• SUPPLIED TEXT

----

This is a complete reversal of his decision quoted above from his letter of twenty-six days earlier. In his “Informe” of three years later the Viceroy cited in addition as grounds for his decision an article of the orders of the royal navy, and also a royal order of October 18, 1776, “to detain, seize, and prosecute any foreign ship which arrives in our ports of the South Sea.”[192]

A royal order had been finally given, March 23, definitely instructing the Viceroy to liberate the captured ships. In a letter of June 26 Revilla-Gigedo said that the royal order of March 23 had been completely satisfied by his accounts of May 1 and 27. He was pleased that he had conformed so happily to the decisions of the King.[193]

According to Colnett’s published account, he found on his return to San Blas that the Argonaut was in a bad condition on account of the treatment she had received. He says that the Viceroy’s liberality in allowing wages was counterbalanced by the charges for maintenance, traveling expenses, medical assistance, and an allowance of eight months’ provisions. He says also that before he was allowed to sail he was compelled to sign a paper expressing his complete satisfaction with their usage.[194] That paper was signed July 8, 1790, and is as follows:

I have the honor of informing your excellency that to-day I have been dispatched from San Blas; and I also have the satisfaction of adding that I have reason to be content with the treatment of the commandant and commissary of this department.

----

• TASK INSTRUCTIONS
1. In the passage on the seized ships, on what date was the paper expressing Colnett's satisfaction signed?
2. Please print everything in the passage on the seized ships from "According to Colnett’s" down to "of this department.".

----

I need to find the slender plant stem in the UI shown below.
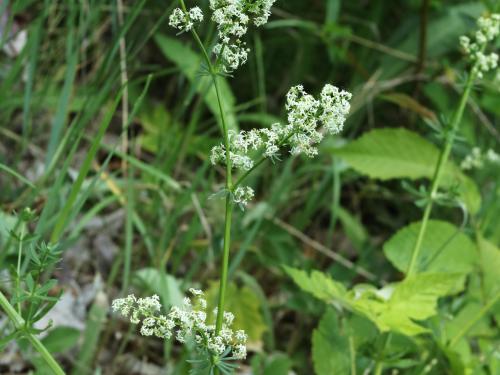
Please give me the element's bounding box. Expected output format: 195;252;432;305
349;336;356;375
449;292;500;348
215;195;233;332
0;292;65;375
16;225;24;314
406;66;476;277
179;0;233;346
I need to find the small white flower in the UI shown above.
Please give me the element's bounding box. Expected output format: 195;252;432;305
460;14;500;78
169;7;203;32
112;288;247;359
233;344;247;359
486;148;500;163
189;288;203;296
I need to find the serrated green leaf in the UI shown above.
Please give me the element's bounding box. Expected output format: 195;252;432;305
312;309;351;375
384;220;477;274
286;268;463;336
335;128;446;180
334;128;481;213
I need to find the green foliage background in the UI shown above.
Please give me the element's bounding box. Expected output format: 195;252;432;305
0;0;500;375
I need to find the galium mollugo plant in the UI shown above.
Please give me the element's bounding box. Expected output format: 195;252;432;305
113;0;351;374
112;288;247;360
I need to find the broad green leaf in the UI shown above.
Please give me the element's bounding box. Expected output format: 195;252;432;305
286;268;463;336
154;34;238;129
263;353;293;375
135;268;184;308
384;220;477;274
312;309;351;375
334;128;481;213
335;128;446;180
206;282;267;350
478;237;500;299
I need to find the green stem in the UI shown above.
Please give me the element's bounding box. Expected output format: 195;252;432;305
0;292;65;375
215;195;233;334
16;225;24;314
449;292;500;348
179;0;233;340
406;66;476;277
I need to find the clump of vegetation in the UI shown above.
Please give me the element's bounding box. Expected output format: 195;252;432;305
0;0;500;375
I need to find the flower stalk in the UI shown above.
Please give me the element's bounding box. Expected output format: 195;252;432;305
406;14;500;277
406;66;476;277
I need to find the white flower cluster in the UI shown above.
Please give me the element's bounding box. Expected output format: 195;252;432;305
210;0;276;73
460;147;500;171
210;84;351;205
169;7;203;32
112;288;247;359
460;14;500;78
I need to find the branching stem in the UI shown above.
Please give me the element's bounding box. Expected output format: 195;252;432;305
0;292;65;375
406;66;476;277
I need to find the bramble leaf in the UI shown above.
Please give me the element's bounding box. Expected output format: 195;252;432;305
312;309;351;375
286;268;463;336
334;128;481;213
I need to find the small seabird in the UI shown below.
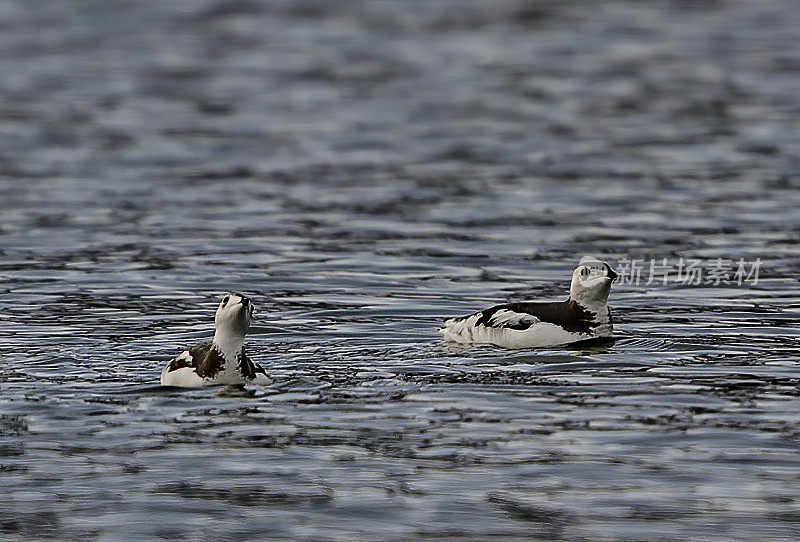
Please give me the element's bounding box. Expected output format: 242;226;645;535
161;293;271;388
439;256;617;348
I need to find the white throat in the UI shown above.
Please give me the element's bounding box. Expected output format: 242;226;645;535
214;329;244;361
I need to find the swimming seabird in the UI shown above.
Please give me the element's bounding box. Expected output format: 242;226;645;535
439;256;617;348
161;292;271;388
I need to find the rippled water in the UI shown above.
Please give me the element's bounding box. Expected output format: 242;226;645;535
0;0;800;540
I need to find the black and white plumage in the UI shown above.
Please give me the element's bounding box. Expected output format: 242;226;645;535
439;257;617;348
161;293;271;388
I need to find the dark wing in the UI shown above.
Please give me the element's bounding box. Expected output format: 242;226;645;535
239;347;267;380
167;343;212;372
507;300;595;333
475;305;541;331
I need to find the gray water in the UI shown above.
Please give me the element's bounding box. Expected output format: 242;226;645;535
0;0;800;541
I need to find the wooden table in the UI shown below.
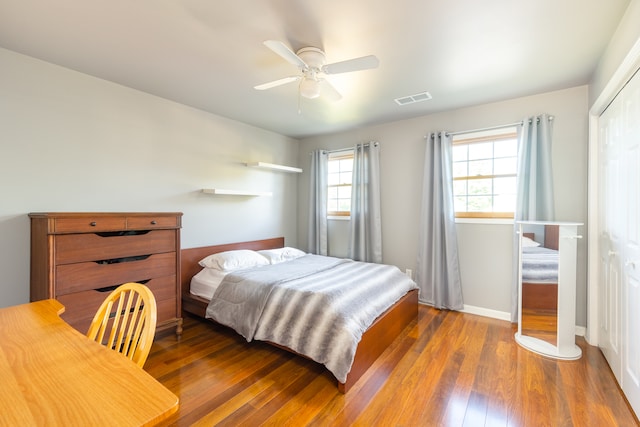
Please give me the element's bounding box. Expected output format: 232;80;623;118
0;299;178;426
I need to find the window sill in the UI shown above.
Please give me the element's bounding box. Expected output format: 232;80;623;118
456;218;514;225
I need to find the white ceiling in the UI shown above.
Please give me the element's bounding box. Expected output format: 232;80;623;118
0;0;629;137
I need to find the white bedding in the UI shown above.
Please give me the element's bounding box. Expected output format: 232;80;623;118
191;255;417;382
189;268;227;301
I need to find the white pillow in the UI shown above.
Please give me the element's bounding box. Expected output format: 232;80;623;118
258;246;306;264
189;268;228;300
198;249;269;271
522;236;540;248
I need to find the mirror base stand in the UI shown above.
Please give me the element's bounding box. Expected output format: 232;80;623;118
515;332;582;360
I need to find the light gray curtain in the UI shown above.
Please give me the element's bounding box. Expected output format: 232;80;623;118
308;150;329;255
511;114;554;322
416;132;463;310
349;142;382;263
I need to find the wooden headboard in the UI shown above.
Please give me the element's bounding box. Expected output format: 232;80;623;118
180;237;284;300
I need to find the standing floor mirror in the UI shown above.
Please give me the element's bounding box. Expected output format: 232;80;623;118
515;221;582;360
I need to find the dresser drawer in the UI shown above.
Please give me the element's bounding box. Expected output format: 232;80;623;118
57;276;177;334
54;230;176;265
127;215;180;230
52;216;127;233
56;252;177;295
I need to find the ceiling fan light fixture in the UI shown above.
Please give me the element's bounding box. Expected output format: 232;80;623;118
300;78;320;99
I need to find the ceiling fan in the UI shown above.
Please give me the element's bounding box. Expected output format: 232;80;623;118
255;40;379;101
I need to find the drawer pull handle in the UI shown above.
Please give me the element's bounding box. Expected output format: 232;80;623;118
96;279;151;292
94;254;153;265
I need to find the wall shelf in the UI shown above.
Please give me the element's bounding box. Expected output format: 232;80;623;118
202;188;273;197
245;162;302;173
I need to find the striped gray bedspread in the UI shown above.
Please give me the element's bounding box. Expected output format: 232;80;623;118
522;246;558;283
206;255;417;383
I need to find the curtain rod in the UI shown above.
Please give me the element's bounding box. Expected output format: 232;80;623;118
316;142;379;154
424;116;553;139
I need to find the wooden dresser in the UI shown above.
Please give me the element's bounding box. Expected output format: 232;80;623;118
29;212;182;336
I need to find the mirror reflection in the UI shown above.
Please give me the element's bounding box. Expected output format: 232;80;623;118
520;224;559;345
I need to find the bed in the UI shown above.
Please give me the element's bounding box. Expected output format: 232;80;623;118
181;237;418;393
522;231;558;312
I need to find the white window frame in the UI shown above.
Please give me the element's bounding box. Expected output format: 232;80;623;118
327;149;355;219
452;126;518;223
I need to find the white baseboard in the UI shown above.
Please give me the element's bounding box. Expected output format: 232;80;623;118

----

• SOLUTIONS BELOW
1. July 8, 1790.

2.
According to Colnett’s published account, he found on his return to San Blas that the Argonaut was in a bad condition on account of the treatment she had received. He says that the Viceroy’s liberality in allowing wages was counterbalanced by the charges for maintenance, traveling expenses, medical assistance, and an allowance of eight months’ provisions. He says also that before he was allowed to sail he was compelled to sign a paper expressing his complete satisfaction with their usage.[194] That paper was signed July 8, 1790, and is as follows:

I have the honor of informing your excellency that to-day I have been dispatched from San Blas; and I also have the satisfaction of adding that I have reason to be content with the treatment of the commandant and commissary of this department.